- [Work order]
Transcribe exactly the line containing "Expected output: one point per instance of the soccer" plus every later line in the data.

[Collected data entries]
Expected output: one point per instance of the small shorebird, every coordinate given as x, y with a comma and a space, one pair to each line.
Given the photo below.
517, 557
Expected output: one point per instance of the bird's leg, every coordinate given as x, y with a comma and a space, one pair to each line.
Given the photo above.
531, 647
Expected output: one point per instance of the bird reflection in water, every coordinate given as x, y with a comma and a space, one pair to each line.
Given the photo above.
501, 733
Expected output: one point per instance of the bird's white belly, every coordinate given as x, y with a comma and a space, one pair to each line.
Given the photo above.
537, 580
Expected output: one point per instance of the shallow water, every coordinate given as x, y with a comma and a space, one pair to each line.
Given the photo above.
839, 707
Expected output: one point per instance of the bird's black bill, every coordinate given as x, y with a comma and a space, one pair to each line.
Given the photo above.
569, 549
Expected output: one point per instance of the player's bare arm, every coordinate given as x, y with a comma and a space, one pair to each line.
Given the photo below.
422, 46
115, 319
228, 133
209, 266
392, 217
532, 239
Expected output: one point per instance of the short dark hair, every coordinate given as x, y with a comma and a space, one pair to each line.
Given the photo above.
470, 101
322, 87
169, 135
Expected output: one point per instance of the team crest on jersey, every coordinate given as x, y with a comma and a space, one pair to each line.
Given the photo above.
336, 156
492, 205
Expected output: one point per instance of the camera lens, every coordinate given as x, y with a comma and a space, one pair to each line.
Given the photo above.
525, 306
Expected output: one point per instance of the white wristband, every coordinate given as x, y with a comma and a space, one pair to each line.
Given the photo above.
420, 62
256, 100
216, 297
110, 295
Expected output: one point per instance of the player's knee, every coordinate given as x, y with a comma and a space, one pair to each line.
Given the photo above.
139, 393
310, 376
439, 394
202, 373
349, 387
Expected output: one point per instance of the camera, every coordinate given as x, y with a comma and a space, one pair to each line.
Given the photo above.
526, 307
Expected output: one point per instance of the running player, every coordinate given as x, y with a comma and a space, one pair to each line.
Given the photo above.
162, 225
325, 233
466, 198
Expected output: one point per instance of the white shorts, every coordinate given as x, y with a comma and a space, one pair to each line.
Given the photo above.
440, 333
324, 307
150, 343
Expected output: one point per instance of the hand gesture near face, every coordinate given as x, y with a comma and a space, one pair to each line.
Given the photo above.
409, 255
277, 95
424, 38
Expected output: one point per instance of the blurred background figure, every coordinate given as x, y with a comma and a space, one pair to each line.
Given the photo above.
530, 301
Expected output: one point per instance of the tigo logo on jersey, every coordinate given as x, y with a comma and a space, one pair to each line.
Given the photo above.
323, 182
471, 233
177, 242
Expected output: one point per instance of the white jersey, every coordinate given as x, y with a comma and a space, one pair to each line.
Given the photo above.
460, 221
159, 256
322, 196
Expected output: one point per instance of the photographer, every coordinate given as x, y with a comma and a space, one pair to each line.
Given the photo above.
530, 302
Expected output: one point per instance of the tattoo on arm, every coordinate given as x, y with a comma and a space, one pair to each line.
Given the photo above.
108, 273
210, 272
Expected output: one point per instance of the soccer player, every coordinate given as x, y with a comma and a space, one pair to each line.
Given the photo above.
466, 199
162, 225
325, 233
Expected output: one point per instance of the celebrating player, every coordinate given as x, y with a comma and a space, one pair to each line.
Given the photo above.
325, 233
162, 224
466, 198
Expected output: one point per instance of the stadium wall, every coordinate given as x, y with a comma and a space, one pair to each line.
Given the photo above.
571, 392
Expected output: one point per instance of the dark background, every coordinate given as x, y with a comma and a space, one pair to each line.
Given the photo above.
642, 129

- [Your response]
Expected output: one point per instance of the soccer player, every coordinate given as x, y with a comma and a space, one pair to each line.
Given the photo above.
466, 199
162, 225
325, 233
Expected output: one point per instance of the celebrating player, every coordinate given as x, y with a comma and a space, one pair to each line.
Given the photo above.
325, 233
162, 224
466, 198
Expected output: one point per instance of the stadium wall, every coordinate given as x, y with a comma and a space, one pair to each line.
Given the photo above.
571, 392
Expected output: one point per instance of the dark background, every coordinate given as x, y with a comma and a space, one pair to each line.
Given the photo above.
642, 129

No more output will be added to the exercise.